[TASK TO CARRY OUT] Every line from the one bearing "Detect sky. Reply" through the last line of the entries should be printed exactly, with no other output.

(Extracted data entries)
────

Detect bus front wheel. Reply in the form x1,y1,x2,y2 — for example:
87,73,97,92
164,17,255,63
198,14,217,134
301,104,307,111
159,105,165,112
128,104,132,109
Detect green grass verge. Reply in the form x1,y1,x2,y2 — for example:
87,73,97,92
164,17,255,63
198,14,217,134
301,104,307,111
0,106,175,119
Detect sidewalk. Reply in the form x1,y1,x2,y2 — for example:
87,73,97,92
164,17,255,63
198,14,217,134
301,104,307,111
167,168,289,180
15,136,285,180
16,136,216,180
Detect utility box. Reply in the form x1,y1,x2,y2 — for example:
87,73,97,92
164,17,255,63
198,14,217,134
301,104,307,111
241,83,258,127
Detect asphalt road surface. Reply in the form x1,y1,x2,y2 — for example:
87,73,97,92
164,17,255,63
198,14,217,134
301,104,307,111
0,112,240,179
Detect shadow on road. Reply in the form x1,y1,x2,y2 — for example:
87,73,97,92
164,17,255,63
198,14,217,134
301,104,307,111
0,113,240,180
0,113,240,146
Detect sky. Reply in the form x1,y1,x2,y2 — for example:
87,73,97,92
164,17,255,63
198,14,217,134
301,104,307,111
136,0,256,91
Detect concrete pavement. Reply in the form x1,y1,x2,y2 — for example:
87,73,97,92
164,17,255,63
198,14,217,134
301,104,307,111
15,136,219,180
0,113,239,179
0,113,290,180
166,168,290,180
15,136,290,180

────

[FINAL ANSWER]
Detect sky. Reply in the form x1,y1,x2,y2 — for example:
87,73,97,92
164,17,255,63
198,14,217,134
301,104,307,111
136,0,256,91
Detect concrete pavement. Reply in the form x1,y1,x2,y2 — for example:
87,73,97,92
164,17,255,63
198,14,217,134
301,104,307,111
15,136,219,180
0,113,239,179
0,113,290,180
166,168,290,180
15,136,290,180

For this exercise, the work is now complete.